WRITTEN INSTRUCTION: Rewrite the stretch of the Intracoastal Waterway account from "Ithaka rests at" through "of the ICW.", changing "ditch" to "channel".

TEXT SECTION:
________________________

No Name Harbor
Key Biscayne Island, Florida
25° 40.583 North
080° 09.740 West
January 1, 2005
In and Out the Intracoastal Waterway
By Douglas Bernon
A single tile from St. Augustine's downtown
mural. |
The ICW is behind us now. Finally.
Ithaka rests at anchor in No Name Harbor, a perfect hurricane
hole within a national park, at the end of Key Biscayne, a stone’s
throw from the bustle of Miami. Looking back over our 2004 meanderings
down the ICW, we’ve regarded the big ditch as a blessing, if not
always a joy. The ICW made it easier for us to avoid major hassles and
to move expeditiously -- even in junky weather. The general accuracy of
charted depths, and the well-timed placement of aids to navigation, all
reward diligence and good sense with an uneventful trip, even in the absence
of navigational skill and experience. This has been our experience on
segments of the ICW.
This time we
headed south from Newport, Rhode Island, with the hope that we could avoid
the ICW as much as possible, sail “outside” and make faster
tracks between cold weather and warm, because despite its conveniences,
the ICW is slower going, and I find most of it, with the exception of
Georgia, at the same time dull and demanding. Still, Bernadette and I
were grateful this year, when we were faced with lousy weather time and
again, to go on the inside from Norfolk, Virginia, skating comfortably
behind the treacherous Cape Hatteras and arriving safely in Beaufort,
North Carolina; and then again, during a procession of northers in Florida,
to move from St. Augustine to Fort Worth inside, well protected from the
big seas pummeling the coast. The shallow ICW can get pretty choppy in
large, open bays, especially in 25- and 30-knot winds, but it’s
still a lot smoother than the same conditions in the open ocean.

________________________

INFORMATION PROVIDED:
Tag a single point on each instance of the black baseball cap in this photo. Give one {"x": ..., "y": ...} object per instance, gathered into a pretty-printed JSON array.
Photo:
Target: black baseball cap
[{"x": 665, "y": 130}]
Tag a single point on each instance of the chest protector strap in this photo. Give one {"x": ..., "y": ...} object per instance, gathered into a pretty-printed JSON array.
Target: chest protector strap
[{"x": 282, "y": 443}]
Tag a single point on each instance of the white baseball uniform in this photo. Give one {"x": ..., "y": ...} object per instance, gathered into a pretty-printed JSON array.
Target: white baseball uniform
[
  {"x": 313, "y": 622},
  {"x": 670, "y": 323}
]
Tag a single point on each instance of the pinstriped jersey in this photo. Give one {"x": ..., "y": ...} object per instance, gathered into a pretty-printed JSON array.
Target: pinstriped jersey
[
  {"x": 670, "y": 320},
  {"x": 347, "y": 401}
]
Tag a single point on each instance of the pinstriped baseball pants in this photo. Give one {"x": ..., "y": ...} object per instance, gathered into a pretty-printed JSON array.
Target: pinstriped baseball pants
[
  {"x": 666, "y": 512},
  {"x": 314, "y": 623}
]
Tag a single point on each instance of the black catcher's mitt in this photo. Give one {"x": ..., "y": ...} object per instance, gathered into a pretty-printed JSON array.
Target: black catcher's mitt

________________________

OUTPUT FOR THIS EXERCISE:
Ithaka rests at anchor in No Name Harbor, a perfect hurricane
hole within a national park, at the end of Key Biscayne, a stone’s
throw from the bustle of Miami. Looking back over our 2004 meanderings
down the ICW, we’ve regarded the big channel as a blessing, if not
always a joy. The ICW made it easier for us to avoid major hassles and
to move expeditiously -- even in junky weather. The general accuracy of
charted depths, and the well-timed placement of aids to navigation, all
reward diligence and good sense with an uneventful trip, even in the absence
of navigational skill and experience. This has been our experience on
segments of the ICW.